# [文档段落]
如果按照 IMF 倡导的购买力平价法计算,中国GDP与美国GDP 接近,占全球GDP比重分别约为16%,中国略高一点。两者相加,占全球经济总量大致也在三分之一。
要说“驱动”,即对全球经济增长的贡献而言,2014年中美两国对全球经济增长的总贡献要接近60%。
记:GDP 规模确实很有说服力,但这已是过去的一年。未来的驱动力如何体现?
宋:经济增长速度,更能代表一个经济体的活力。
从经济增长速度看,2014年中国和美国分别领跑新兴经济体和发达经济体。在新兴经济体内部,中国GDP增长率为7%以上,超过印度、巴西和俄罗斯等金砖国家。在发达经济体内部,美国的经济增长率也超过2.2%,大大优于欧盟和日本。事实上,欧盟和日本的经济速度均不到1%,延续金融危机以来的颓势。
在未来,中国和美国的发展速度仍然要快于同类国家。美国消费者信心提升,消费稳定增长,2015年有望实现3%以上的经济增长。中国新一轮改革开放进程加速,产业结构调整加快,保持7%的经济增长速度问题也不会太大。
总量的优势,加上经济增长速度的优势,不断拉大中、美与第三大经济体的差距,巩固并扩大了中国和美国在全球经济体系中的核心地位。
记:除了这些重要的经济指标,中美双核的地位,是否也体现在具体的经济领域中?
宋:这是一定的。从国际贸易看,中国是全球最大的货物出口市场,超过120个国家的最大贸易伙伴是中国。美国则是全球最大的进口市场,并且贡献了全球最大的贸易逆差。从投资领域看,中国是全球最大的直接投资吸收国,对外投资总量也位居三甲。美国是全球最大的对外投资国,吸收直接投资全球第二。在能源领域,中美同样是全球最大的两个消费者,塑造着国际能源需求格局。在制造业领域,中美是全球最大的工业大国,成为全球工业体系的枢纽环节。
从增长双核到治理双核
记:有一个说法,当前世界经济仍然处于后危机时代的深入治理时代。既然中美双核驱动着世界经济的增长,那么在这一个治理时代,中美双核是否也应有所作为?
宋:的确,治理已经和增长一并成为世界经济的两大主题,要在增长中推动治理,要在治理中实现增长。这是各国都认同的观点,而且在现实中,各个层次、各个领域和各个主体的治理方兴未艾。
中美不仅要在世界经济增长中成为最强劲的动力来源,确保世界经济的健康、稳定和可持续发展,而且在世界经济治理中也要扮演关键角色,共同推动经济治理体系的合理和效率。在我看来,中美在世界经济治理领域的互动关系,直接关系到世界经济治理是否能够取得实际效果。
记:您刚提及中美在经济治理领域的互动,可有具体的事例?

# [数据部分]
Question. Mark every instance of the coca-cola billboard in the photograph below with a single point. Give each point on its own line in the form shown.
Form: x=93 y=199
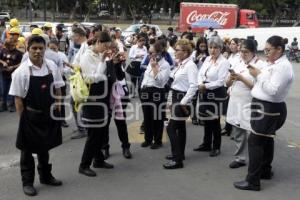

# [练习说明]
根据这篇谈中美经济的访谈回答：
1. 按购买力平价法计算，中美两国GDP各约占全球GDP的多大比重？
2. 2014年中国GDP增长率在多少以上？
3. 中国是超过多少个国家的最大贸易伙伴？
这些材料在本练习中用不到。

# [答案输出]
1. 各约16%。
2. 7%以上。
3. 超过120个。